── Texto extraído ──
Rumo ao Centro
De Montemor-o-Velho até Piódão, na Serra do Açor, passando pela bucólica Lousã, evitámos as cidades e acompanhámos o curso dos rios Mondego, Ceira e Alva em direcção ao coração do país, para redescobrir gentes generosas, uma gastronomia soberba e paisagens pintadas a verde, aparentemente imunes aos nefastos efeitos da civilização.
Aldeias perdidas e novamente achadas, cascatas límpidas, matas protegidas, habitadas por cervos, raposas e javalis preencheram dois dias ao volante que nos apeteceu prolongar pela semana fora.
Dia 1 79 km
Montemor-o-Velho > Tentúgal a Condeixa-a-Velha > Lousã
O nosso périplo teve início no castelo medieval de Montemor-o-Velho, envolto em arrozais e milheirais a perder de vista. Guarda a Torre de Menagem, a Torre do Relógio, o Palácio das Infantas, o Castelejo e a Igreja de Santa Maria de Alcáçova, um dos poucos templos na vila diariamente abertos ao público, sendo a sua arquitectura actual um misto do gótico com o manuelino.
───
**Problema a resolver:** Como prosseguiria o relato da viagem rumo ao Centro depois da frase final sobre a Igreja de Santa Maria de Alcáçova? Continue-o a partir daí.
── Informação fornecida ──
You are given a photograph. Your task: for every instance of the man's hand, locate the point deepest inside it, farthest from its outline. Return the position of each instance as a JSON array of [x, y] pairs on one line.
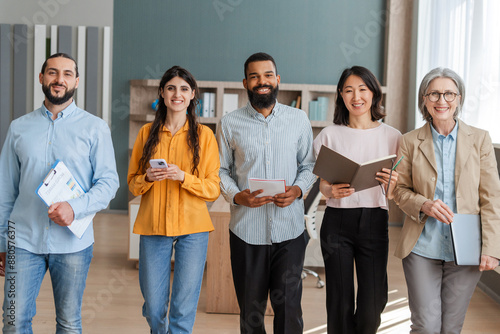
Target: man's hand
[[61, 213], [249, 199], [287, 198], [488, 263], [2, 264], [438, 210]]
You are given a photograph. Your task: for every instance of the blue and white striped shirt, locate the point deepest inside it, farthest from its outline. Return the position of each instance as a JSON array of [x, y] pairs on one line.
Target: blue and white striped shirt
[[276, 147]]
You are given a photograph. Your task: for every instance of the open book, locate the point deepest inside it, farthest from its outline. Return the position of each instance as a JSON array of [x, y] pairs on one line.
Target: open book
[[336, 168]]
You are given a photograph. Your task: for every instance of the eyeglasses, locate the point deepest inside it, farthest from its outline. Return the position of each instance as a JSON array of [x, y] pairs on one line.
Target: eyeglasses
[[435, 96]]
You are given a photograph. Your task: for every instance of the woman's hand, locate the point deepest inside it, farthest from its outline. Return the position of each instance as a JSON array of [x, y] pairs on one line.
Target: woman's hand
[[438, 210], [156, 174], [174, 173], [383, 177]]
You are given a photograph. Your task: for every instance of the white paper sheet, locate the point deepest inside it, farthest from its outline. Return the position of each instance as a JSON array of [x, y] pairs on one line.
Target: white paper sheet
───
**Resposta:**
Relvado e ajardinado, o castelo é dos lugares mais aprazíveis desta vila pacata. Ainda para mais está equipado com uma confortável casa de chá de linhas contemporâneas, perfeitamente enquadrada, cuja esplanada nos deixa preguiçosos que nem gatos ao sol. Sabemos, no entanto, que vale a pena vencer o pecado capital para observar as aves – garças e estorninhos aos milhares – que habitam o Paúl do Taipal, a apenas cinco minutos de carro. Com uma vegetação cada vez mais rara de juncos, salgueiros, amieiros, freixos, choupos e nenúfares, entre outras espécies, representa, conjuntamente com os vizinhos pauis de Arzila e da Madriz, um dos últimos exemplos deste tipo de zona húmida na região centro.
Para colmatar o passeio, passe pelo Restaurante Ramalhão. O arroz é a especialidade local, pelo que não deixe de experimentar o “dito” de lampreia à moda de Montemor, o entrecosto de vinha d’alhos com arroz de espigos ou o arroz malandrinho de galinha vadia.
Adie, no entanto, a sobremesa para a próxima paragem – Tentúgal. Afinal, a distância é curta e a estrada um postal fugaz que se espreguiça no doce plano dos campos do Mondego.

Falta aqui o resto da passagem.